* _TASK DETAILS_
Collect every line in the rows below that contains the word "scene", copying each one in full.

* _DATA PROVIDED_
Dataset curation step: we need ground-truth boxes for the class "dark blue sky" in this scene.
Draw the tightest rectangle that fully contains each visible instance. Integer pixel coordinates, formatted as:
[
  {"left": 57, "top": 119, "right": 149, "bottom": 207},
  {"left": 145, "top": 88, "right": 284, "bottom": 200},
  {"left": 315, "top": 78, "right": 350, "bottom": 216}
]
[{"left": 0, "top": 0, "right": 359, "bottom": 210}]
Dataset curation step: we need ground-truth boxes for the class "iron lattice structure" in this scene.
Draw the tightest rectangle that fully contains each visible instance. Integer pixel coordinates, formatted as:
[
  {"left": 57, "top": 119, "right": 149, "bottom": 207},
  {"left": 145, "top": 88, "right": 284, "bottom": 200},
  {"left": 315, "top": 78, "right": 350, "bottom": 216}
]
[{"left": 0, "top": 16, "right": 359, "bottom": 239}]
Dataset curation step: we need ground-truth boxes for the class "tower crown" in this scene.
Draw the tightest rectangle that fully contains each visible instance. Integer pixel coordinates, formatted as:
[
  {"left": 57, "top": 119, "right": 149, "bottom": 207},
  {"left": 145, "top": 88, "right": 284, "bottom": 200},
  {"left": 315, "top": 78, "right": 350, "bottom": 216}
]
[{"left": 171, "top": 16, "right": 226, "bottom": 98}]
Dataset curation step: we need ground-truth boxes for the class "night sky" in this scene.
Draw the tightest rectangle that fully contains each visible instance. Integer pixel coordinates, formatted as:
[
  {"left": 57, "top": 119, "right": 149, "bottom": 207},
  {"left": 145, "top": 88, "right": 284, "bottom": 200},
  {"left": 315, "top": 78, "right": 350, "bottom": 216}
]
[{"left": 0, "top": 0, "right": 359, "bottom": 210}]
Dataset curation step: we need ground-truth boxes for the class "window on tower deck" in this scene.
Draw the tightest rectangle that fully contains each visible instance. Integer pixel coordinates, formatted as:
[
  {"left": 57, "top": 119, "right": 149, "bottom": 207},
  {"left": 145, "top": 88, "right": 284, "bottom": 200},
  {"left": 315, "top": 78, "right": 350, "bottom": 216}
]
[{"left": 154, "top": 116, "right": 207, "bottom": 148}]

* _WRITTEN ANSWER_
Dataset curation step: we need ground-truth boxes for the class "dark blue sky" in this scene.
Dataset curation step: we need ground-truth boxes for the class "iron lattice structure" in this scene.
Dataset curation step: we need ground-truth boxes for the class "tower crown" in this scene.
Dataset curation step: we need ground-truth boxes for the class "night sky" in this scene.
Dataset curation step: we need ground-truth boxes for the class "window on tower deck" in this scene.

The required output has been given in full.